#### [WORK TO COMPLETE]
Rewrite every one of the items below with "Greenhouse-scouting task" replaced by "Labeling task", leaving everything else unchanged.

#### [DATASET RECORDS]
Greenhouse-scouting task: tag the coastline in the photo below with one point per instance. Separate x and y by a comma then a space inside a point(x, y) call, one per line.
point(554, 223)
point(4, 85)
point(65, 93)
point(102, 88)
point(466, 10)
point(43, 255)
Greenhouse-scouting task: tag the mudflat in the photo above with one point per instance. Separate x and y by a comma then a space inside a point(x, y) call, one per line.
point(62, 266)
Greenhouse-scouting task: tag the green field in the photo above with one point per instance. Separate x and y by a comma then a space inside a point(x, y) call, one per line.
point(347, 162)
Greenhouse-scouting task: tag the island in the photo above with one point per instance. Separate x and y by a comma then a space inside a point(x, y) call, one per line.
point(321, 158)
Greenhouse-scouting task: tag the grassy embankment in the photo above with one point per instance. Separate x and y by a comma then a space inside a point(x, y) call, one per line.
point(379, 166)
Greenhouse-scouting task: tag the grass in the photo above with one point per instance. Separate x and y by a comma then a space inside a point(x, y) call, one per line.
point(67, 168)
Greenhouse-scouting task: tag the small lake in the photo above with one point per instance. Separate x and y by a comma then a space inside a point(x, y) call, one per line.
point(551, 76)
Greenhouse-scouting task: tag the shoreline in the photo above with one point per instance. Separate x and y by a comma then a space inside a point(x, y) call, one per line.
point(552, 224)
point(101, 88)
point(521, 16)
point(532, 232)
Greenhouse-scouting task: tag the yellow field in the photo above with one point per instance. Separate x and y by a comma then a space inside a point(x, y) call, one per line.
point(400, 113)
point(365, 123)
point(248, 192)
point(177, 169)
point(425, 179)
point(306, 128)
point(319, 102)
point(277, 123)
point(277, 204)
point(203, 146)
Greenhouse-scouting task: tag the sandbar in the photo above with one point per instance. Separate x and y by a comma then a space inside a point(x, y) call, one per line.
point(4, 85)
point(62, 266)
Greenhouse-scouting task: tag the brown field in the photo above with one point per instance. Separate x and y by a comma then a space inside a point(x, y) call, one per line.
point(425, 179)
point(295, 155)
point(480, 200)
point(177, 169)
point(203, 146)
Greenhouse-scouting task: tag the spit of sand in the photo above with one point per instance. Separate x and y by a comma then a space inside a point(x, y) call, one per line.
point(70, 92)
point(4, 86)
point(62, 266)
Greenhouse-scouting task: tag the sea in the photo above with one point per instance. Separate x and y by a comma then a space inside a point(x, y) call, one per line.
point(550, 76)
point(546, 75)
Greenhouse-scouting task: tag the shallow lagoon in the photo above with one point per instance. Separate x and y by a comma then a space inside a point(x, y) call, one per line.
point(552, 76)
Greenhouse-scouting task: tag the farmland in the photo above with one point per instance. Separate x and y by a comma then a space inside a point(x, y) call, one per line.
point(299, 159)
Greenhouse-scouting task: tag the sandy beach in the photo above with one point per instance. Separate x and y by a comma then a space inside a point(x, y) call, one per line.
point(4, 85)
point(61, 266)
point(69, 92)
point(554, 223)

#### [EXERCISE RESPONSE]
Labeling task: tag the coastline in the photo below with one point per instance. Separate x and y by a comma then a space inside a point(x, y) call, one per line.
point(554, 223)
point(4, 85)
point(65, 93)
point(102, 88)
point(466, 10)
point(43, 255)
Labeling task: tag the mudflat in the photo above with one point per instance. Separate x and y by a comma then a space inside a point(x, y) call, one per line.
point(62, 266)
Labeling task: tag the green field in the photo above with one point per instance. Separate x and y by a comma then a space inside a point(x, y) call, one per line.
point(347, 162)
Labeling task: tag the island in the photo above with one point per instance. Separate x and y by a comma then a space inside a point(x, y) call, one per line.
point(321, 158)
Labeling task: tag the grassy embankment in the photo above with one point per instance. Separate x and y by a comma then a space inside a point(x, y) call, one per line.
point(379, 166)
Labeling task: tag the grass in the photo above with one point per instance. Separate x and y by a comma then a space inside a point(x, y) call, one per line.
point(67, 168)
Labeling task: tag the small lake in the photo above with one point per instance. Separate x and y by a comma then a space inside a point(x, y) call, one per line.
point(551, 76)
Labeling task: tag the shoreline in the photo above with one point per instance. Separate x and y by a comma then a space inside a point(x, y) call, one per line.
point(552, 224)
point(101, 88)
point(521, 16)
point(532, 232)
Labeling task: tag the yellow field in the photo above with one point per instance. Separate x and y by a comma then a space inside a point(x, y) call, one per line.
point(400, 113)
point(365, 123)
point(248, 192)
point(177, 169)
point(425, 179)
point(306, 128)
point(319, 102)
point(277, 123)
point(277, 204)
point(203, 146)
Labeling task: tag the sandbar in the photo above with one point per instance. Separate x and y by a comma then a space inside a point(x, y) call, one per line.
point(4, 85)
point(62, 266)
Labeling task: tag the brown field in the photo above with one point per instance. Separate x and y by a comma then a space inside a point(x, y) call, one per line.
point(425, 179)
point(295, 155)
point(480, 200)
point(177, 169)
point(203, 146)
Labeling task: tag the spit of sand in the photo above with one point per instance. Separate x and y by a comma then a space inside a point(x, y) call, one per line.
point(70, 92)
point(4, 86)
point(62, 266)
Labeling task: tag the sea in the photo above with one point per instance. Separate x and y by a comma then a space inside a point(x, y) call, one per line.
point(550, 76)
point(546, 75)
Labeling task: tag the shallow lagoon in the photo above with one point per instance. Separate x and y by a comma then a space inside a point(x, y) call, one per line.
point(552, 76)
Labeling task: tag the farmland in the photo above with one point per instance. Separate x and y by a comma then a space inside a point(x, y) call, one per line.
point(299, 159)
Labeling task: tag the sandy beach in the photo above with one point per instance. Separate x and y by a comma then a space inside a point(x, y) call, one per line.
point(4, 85)
point(61, 266)
point(69, 92)
point(554, 223)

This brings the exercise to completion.